++++ LISTING
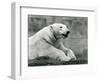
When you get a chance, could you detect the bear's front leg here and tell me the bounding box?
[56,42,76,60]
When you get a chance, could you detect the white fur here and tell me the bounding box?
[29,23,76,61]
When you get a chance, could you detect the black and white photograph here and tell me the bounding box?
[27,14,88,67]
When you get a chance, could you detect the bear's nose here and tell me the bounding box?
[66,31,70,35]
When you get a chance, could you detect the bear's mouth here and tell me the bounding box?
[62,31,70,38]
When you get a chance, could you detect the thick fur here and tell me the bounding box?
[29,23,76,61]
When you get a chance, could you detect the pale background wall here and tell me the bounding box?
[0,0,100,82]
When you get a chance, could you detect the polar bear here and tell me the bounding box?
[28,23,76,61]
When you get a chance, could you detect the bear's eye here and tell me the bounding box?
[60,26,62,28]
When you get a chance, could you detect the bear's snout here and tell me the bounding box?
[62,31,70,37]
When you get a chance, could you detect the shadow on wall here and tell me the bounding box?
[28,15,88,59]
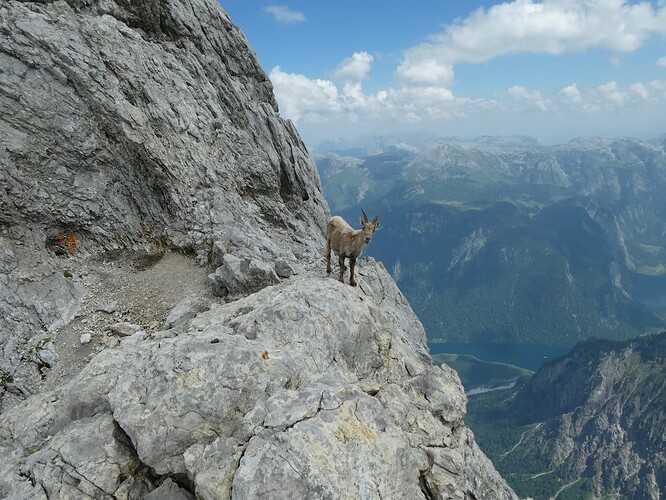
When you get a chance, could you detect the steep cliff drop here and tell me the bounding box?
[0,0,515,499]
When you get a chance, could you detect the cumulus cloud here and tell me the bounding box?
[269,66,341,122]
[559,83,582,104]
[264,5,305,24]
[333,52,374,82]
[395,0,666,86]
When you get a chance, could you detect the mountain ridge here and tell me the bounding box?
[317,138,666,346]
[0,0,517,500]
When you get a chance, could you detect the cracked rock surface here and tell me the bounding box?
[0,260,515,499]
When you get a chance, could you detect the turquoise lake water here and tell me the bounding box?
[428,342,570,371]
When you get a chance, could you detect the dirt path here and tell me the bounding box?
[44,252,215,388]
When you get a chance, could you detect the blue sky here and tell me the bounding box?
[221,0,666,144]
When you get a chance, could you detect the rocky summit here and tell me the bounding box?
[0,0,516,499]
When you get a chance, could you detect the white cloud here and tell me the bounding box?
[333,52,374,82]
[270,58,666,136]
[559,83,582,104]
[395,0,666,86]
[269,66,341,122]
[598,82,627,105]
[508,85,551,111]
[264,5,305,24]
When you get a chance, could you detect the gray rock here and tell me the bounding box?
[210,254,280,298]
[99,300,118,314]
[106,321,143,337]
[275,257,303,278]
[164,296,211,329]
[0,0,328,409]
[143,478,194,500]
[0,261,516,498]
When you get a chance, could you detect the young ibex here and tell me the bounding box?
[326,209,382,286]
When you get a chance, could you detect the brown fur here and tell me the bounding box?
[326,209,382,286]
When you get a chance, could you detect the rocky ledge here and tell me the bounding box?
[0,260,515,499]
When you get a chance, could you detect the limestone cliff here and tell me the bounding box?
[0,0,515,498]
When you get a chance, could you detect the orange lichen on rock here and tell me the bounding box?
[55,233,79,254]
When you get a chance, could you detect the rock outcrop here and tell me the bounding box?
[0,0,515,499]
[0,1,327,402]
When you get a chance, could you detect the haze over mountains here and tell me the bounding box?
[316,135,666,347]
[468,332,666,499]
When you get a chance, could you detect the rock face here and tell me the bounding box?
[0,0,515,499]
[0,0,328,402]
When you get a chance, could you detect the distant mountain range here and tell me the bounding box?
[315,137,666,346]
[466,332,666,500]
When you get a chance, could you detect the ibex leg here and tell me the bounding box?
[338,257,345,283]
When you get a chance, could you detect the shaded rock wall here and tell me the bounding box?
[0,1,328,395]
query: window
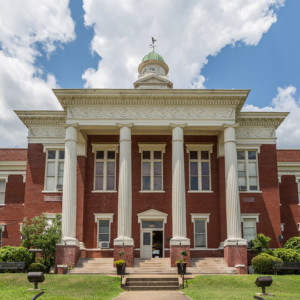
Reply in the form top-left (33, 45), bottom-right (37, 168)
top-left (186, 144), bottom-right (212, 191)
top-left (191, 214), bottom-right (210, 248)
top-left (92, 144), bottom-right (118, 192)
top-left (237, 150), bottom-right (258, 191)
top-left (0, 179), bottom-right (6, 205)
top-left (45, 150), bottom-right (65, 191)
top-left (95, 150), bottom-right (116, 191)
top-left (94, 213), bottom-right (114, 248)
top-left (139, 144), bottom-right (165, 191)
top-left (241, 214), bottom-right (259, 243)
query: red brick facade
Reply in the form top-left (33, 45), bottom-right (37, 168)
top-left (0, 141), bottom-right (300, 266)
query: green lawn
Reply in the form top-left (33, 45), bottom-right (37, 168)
++++++++
EXERCISE -
Return every line of the rows above unchanged, leaving out the pictures.

REPLY -
When you get a chance, could you detect the bear's front leg here and tell me the bounding box?
[56,42,76,60]
When you get a chance, could you detect the white fur here and tell me the bounding box?
[29,23,76,61]
When you get a chance, could you detect the black and white photograph here and tell me the bounding box?
[27,14,88,67]
When you get a chance, could you detect the bear's nose here and tell me the bounding box?
[66,31,70,35]
When you get a chance, could you detect the bear's mouth here and tell me the bounding box?
[62,31,70,38]
When you get a chance, could you detect the thick fur here and tell me the bounding box?
[29,23,76,61]
When you get a chance, could you detect the pale background wall here and tell me the bounding box?
[0,0,100,82]
When you get a chance, could you detect the polar bear here and tell me the bounding box?
[28,23,76,61]
When you get a chance, could you detect the bear's eye here and tell me the bounding box?
[60,26,62,28]
When you get a chance, could you detect the bear's snout here and tell me the bounding box?
[62,31,70,37]
When you get a chance, could you detect the shadow on wall here and tell me the bounding box?
[28,15,88,59]
When you get a chance, could you detect the steep cliff drop here and tell me the bounding box?
[0,0,515,499]
When you get a chance, could you detect the cumulus cloud here and tell me the bounding box?
[269,66,341,122]
[559,83,582,104]
[264,5,305,24]
[333,52,374,82]
[395,0,666,86]
When you get a chance, could you detect the mountain ridge here and tell me the bounding box?
[317,138,666,346]
[0,0,517,500]
When you get a chance, could you detect the cracked rock surface here and tell me the bounding box?
[0,260,515,499]
When you get a chance, could you detect the turquoise lake water here and tell me the bounding box?
[428,342,570,371]
When you get a chance, could you detect the dirt path here and tell me the bounding box?
[44,252,215,388]
When you get a chance, could you detect the blue sky here and tell me the bounding box?
[221,0,666,144]
When you get a chance, could you detect the rocky summit here and tell me the bounding box?
[0,0,516,499]
When you get a chance, could you detect the white cloud here and tell me the bounding box?
[333,52,374,82]
[270,58,666,136]
[559,83,582,104]
[395,0,666,86]
[269,66,341,122]
[598,82,627,105]
[508,85,551,111]
[264,5,305,24]
When you get a chance, could you detect the gray rock here and tell me the bounding box?
[210,254,280,298]
[99,300,118,314]
[106,321,143,337]
[275,257,303,278]
[164,296,211,329]
[0,0,328,409]
[143,478,194,500]
[0,261,516,498]
When you get a chance, could you detect the young ibex here and tell me the bounding box?
[326,209,382,286]
When you get a chance, could you detect the brown fur here and tell me the bounding box?
[326,209,382,286]
When you get a chance, could you detect the rocky ledge here and tell me the bounding box?
[0,260,515,499]
When you get a chance, could you detect the limestone cliff here and tell me the bounding box?
[0,0,515,498]
When you get a chance, could you detect the orange lichen on rock here and tell me the bounding box?
[55,233,79,254]
When you get a chance, could you detect the rock outcrop here and tell me the bounding box?
[0,0,515,499]
[0,1,327,402]
When you get a chance, could you detect the haze over mountains here and tell me the bounding box?
[316,135,666,347]
[468,332,666,499]
When you get a chance, could you detect the rock face here and tell me the bounding box?
[0,0,515,499]
[0,0,328,402]
When you get a chance, could you detect the distant mountain range here and tell me the bounding box?
[315,137,666,346]
[466,332,666,500]
When you get a chance, could you detect the ibex leg here and tell me the bounding box?
[338,257,345,283]
When you get a chance, could you detect the shaded rock wall here and tell me the bounding box?
[0,1,328,395]
query: window
Reply in the form top-left (33, 45), bottom-right (37, 168)
top-left (186, 144), bottom-right (212, 191)
top-left (191, 214), bottom-right (210, 248)
top-left (92, 144), bottom-right (118, 192)
top-left (237, 150), bottom-right (258, 191)
top-left (0, 179), bottom-right (6, 205)
top-left (45, 150), bottom-right (65, 191)
top-left (95, 150), bottom-right (116, 191)
top-left (94, 213), bottom-right (114, 248)
top-left (139, 144), bottom-right (165, 191)
top-left (241, 214), bottom-right (259, 243)
query: red brick facade
Reply in the form top-left (33, 45), bottom-right (37, 168)
top-left (0, 141), bottom-right (300, 266)
query: green lawn
Reply in the form top-left (33, 45), bottom-right (37, 168)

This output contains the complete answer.